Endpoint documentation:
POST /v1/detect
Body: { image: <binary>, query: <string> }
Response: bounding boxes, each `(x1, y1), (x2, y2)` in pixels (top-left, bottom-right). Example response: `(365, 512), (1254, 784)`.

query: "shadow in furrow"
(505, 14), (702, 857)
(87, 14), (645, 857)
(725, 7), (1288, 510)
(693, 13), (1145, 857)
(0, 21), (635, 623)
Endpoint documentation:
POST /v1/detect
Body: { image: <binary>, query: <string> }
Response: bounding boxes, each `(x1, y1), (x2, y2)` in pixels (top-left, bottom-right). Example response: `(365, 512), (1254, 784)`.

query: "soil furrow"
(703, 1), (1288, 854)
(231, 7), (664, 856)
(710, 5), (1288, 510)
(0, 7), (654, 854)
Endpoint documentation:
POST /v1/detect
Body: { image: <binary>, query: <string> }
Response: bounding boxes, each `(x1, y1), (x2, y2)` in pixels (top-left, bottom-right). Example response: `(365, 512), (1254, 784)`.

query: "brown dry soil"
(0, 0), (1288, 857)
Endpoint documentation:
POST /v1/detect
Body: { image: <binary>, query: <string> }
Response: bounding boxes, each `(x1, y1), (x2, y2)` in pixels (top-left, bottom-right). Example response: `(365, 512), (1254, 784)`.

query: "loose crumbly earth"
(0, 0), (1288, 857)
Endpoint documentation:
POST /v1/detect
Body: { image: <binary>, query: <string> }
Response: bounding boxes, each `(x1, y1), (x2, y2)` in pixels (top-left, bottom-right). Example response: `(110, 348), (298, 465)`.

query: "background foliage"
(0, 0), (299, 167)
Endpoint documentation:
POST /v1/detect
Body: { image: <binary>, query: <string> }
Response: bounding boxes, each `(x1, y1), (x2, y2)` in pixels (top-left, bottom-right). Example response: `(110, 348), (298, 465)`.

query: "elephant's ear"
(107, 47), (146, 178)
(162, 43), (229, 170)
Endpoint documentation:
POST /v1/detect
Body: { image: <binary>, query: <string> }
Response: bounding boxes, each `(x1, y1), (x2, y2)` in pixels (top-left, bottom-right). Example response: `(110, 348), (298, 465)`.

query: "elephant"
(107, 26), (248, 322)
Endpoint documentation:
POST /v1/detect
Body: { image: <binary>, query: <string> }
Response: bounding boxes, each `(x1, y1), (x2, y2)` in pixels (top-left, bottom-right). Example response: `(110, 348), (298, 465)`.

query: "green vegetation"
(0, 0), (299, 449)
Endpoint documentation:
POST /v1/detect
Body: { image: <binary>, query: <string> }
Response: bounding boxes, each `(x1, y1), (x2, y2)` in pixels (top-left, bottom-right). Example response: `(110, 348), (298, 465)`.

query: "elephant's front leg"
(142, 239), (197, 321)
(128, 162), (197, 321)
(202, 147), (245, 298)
###
# [Task description]
Rewrite the stretch from the start of the rows through the line containing "(693, 13), (1145, 857)", both ends included, with the requests kept as they are. Multiply every box coordinate in the answers by 2.6 and round to whole numbers, halves up, but leave the numbers in the requests and their sample response unchanged.

# [The reply]
Endpoint documentation:
POST /v1/detect
Body: { image: <binary>, query: <string> }
Response: bounding boxes, each `(x1, y1), (x2, y2)` in pixels (top-left, bottom-right). Example response: `(365, 512), (1254, 784)`.

query: "shadow in furrow"
(1313, 36), (1825, 2228)
(226, 36), (1677, 2228)
(1885, 18), (3349, 1326)
(1802, 34), (2977, 2228)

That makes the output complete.